*Task prompt*: Copy the items starting with the line containing "Target: bare white tree" and running through the end of the items, changing "Pins" to "Points" and leaving everything else unchanged.

*Records for this task*:
-*-*-
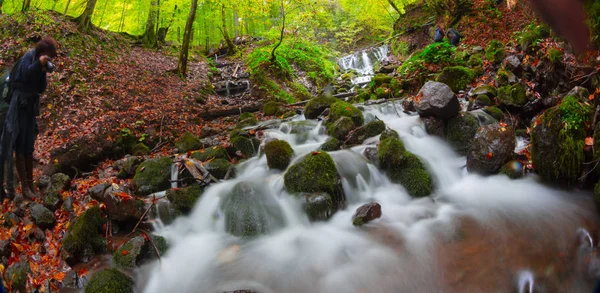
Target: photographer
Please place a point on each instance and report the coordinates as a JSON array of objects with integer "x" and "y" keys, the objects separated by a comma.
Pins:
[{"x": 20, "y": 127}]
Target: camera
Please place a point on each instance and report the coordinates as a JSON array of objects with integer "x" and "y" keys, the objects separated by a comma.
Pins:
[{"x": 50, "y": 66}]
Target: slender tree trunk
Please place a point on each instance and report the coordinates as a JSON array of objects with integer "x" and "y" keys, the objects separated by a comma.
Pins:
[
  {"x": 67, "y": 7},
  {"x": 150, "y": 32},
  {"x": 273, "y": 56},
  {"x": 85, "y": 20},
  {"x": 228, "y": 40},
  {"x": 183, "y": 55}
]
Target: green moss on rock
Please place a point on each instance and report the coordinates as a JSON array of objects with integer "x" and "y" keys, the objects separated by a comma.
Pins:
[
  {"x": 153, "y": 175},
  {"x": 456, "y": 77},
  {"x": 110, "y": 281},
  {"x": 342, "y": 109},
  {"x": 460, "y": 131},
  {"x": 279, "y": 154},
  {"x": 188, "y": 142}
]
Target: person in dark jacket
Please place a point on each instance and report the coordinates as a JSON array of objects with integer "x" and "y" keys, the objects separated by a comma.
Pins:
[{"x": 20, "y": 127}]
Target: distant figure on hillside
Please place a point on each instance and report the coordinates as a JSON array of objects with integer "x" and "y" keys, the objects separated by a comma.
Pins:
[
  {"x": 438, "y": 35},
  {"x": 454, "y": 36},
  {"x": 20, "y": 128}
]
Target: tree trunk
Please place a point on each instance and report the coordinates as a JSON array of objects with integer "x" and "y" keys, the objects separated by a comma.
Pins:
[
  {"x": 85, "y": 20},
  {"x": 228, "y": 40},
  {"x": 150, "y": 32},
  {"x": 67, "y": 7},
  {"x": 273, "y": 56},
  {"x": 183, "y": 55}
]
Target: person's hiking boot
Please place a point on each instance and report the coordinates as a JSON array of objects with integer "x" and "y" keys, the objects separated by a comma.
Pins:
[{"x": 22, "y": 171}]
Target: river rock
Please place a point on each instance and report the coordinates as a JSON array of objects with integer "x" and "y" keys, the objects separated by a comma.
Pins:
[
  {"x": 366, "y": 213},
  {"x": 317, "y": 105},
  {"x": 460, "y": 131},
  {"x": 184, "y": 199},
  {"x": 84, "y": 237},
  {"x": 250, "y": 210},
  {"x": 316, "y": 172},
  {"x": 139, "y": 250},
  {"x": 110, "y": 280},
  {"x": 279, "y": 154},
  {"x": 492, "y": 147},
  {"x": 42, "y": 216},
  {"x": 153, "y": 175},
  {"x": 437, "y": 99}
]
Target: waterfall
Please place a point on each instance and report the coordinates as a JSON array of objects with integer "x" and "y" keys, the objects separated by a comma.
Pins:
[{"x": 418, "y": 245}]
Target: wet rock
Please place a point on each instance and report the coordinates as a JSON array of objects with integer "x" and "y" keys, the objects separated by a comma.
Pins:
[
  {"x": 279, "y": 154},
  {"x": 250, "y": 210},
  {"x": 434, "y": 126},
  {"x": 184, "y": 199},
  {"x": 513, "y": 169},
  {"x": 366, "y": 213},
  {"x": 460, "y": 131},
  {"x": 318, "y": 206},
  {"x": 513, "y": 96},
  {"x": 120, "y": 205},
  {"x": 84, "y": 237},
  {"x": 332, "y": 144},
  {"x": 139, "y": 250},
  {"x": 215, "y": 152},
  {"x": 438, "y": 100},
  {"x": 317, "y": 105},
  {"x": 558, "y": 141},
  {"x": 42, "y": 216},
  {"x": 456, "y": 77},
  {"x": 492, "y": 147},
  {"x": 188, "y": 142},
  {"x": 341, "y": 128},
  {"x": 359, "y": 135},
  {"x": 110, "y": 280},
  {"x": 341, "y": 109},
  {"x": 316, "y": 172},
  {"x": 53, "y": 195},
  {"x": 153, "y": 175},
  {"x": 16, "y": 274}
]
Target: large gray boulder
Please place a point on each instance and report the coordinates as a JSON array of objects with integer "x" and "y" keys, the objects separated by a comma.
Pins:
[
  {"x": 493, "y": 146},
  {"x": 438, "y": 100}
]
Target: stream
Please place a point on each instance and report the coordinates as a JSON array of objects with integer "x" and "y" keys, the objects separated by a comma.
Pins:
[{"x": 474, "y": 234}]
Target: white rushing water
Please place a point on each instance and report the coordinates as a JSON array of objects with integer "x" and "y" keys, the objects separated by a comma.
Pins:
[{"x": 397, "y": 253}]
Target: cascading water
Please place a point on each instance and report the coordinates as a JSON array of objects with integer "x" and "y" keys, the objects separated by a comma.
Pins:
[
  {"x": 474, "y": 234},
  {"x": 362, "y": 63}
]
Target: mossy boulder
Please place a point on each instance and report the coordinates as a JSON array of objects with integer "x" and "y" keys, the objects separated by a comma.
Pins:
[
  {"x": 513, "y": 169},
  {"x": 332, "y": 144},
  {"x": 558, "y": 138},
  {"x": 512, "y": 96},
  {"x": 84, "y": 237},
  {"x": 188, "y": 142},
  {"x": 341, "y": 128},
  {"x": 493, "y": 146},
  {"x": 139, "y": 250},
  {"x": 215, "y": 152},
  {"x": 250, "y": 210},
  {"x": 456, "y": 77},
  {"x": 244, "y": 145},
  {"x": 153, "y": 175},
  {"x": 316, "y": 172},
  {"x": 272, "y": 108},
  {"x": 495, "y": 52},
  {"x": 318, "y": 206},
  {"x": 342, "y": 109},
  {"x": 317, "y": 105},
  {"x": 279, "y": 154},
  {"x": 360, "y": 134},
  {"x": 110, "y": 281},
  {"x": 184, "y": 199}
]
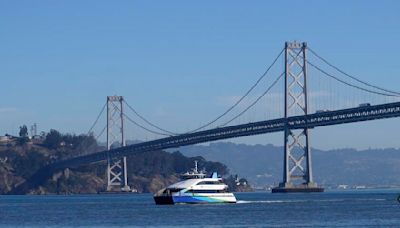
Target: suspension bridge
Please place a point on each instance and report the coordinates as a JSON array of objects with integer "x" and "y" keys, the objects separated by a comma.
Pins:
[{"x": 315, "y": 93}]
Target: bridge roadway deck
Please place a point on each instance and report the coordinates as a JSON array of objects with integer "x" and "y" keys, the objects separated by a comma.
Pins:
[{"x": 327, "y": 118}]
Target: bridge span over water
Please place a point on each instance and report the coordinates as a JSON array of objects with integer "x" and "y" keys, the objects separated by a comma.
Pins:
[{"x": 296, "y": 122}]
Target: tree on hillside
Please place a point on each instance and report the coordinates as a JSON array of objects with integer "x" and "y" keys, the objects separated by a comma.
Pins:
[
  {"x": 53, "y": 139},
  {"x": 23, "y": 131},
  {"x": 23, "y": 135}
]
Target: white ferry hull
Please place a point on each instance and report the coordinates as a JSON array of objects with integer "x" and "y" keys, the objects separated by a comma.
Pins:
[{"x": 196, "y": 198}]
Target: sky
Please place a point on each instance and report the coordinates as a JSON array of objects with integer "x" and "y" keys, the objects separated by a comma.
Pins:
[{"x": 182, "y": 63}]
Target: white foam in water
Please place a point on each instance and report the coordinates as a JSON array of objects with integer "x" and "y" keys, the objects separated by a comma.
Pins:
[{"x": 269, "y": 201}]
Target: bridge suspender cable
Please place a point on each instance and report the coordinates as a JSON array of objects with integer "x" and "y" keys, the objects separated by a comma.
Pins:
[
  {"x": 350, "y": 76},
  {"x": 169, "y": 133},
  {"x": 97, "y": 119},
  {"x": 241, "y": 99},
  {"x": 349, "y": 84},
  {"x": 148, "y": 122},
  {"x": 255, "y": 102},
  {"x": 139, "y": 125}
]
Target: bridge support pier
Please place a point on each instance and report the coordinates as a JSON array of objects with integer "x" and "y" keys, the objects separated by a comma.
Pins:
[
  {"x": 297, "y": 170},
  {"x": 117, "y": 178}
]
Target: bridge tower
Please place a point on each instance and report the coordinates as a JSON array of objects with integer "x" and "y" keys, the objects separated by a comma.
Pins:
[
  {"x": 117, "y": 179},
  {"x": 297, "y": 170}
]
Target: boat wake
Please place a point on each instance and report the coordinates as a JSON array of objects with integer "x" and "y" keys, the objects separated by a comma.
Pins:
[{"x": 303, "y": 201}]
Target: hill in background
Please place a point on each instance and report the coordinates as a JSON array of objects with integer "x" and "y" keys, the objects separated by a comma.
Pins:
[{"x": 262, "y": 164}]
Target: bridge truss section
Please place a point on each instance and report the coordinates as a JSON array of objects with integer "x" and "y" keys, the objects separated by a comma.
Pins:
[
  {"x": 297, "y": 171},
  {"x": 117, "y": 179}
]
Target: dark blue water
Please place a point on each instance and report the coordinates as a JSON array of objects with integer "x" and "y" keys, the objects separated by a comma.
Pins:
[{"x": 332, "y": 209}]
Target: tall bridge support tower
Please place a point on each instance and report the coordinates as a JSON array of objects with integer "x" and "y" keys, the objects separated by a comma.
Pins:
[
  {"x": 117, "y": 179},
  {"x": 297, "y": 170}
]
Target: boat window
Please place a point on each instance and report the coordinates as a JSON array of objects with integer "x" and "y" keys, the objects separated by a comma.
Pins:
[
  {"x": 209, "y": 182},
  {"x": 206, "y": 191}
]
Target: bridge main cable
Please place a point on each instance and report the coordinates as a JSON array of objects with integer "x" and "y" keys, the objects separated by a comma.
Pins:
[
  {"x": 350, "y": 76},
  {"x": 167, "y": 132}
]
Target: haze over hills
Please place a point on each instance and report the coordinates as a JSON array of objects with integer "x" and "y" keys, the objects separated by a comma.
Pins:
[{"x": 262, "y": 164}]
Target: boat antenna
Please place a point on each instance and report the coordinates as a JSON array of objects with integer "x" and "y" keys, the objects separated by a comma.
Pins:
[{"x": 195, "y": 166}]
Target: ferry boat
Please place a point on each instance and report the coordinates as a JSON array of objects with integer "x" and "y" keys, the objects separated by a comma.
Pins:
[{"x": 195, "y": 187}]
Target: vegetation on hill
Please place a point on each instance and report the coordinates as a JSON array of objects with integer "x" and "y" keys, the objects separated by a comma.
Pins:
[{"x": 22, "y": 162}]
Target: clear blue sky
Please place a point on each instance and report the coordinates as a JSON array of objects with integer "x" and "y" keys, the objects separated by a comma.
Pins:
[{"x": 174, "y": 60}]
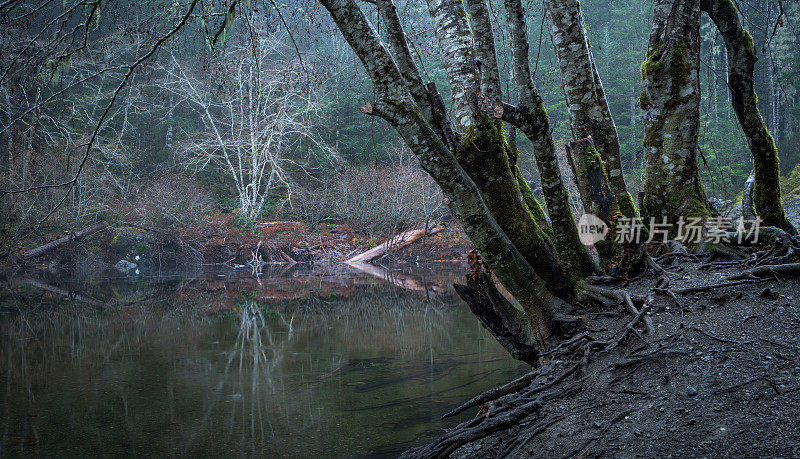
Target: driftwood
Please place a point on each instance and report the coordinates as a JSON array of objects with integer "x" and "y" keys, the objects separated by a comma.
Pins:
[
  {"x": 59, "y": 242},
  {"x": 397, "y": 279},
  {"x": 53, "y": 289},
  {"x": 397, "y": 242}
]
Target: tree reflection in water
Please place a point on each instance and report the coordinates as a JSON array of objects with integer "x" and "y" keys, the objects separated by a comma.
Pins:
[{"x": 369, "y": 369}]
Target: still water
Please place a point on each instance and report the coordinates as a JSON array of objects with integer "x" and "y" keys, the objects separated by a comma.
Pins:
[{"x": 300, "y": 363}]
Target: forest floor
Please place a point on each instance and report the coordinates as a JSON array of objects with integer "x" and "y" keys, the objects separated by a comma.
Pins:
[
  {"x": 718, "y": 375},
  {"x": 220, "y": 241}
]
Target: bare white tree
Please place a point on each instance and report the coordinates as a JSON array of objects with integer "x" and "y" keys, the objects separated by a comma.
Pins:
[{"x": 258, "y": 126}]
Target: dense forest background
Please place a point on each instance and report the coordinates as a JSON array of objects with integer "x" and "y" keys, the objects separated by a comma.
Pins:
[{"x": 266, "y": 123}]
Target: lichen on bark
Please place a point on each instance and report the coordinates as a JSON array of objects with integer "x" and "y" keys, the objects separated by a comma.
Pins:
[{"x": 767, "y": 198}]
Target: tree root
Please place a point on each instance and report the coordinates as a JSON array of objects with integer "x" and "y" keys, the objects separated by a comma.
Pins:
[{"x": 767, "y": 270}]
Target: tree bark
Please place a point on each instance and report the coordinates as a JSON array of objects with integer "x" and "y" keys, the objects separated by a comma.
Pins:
-*-*-
*Output of the task*:
Target: bare white tree
Please place a point on each instance and report the coordinates as a JSON array of objects with integer "x" and "y" keys, the objects separated by a comma.
Points:
[{"x": 258, "y": 126}]
Target: dense forest background
Please place a point on each instance and report the coordinates as a JSON array of objects with integer "x" and "y" keys, the objects separated by a comma.
Points:
[{"x": 266, "y": 123}]
Target: lichen on bark
Please place a point on each instance and report the coordinates as a JSON array of objects with integer "x" and "y" keys, the objects separated by a comma.
Points:
[{"x": 767, "y": 198}]
Target: tree root
Please place a point on each instance and report the coordinates as a JSON array of objects with integer "x" and "y" keys, the objects separated by a comma.
Points:
[{"x": 767, "y": 270}]
Target: tree bark
Please place a point on each instance and report the coordinates as a JSON array of objects with integer "x" and "y" keys, the objects separated by a comma.
Points:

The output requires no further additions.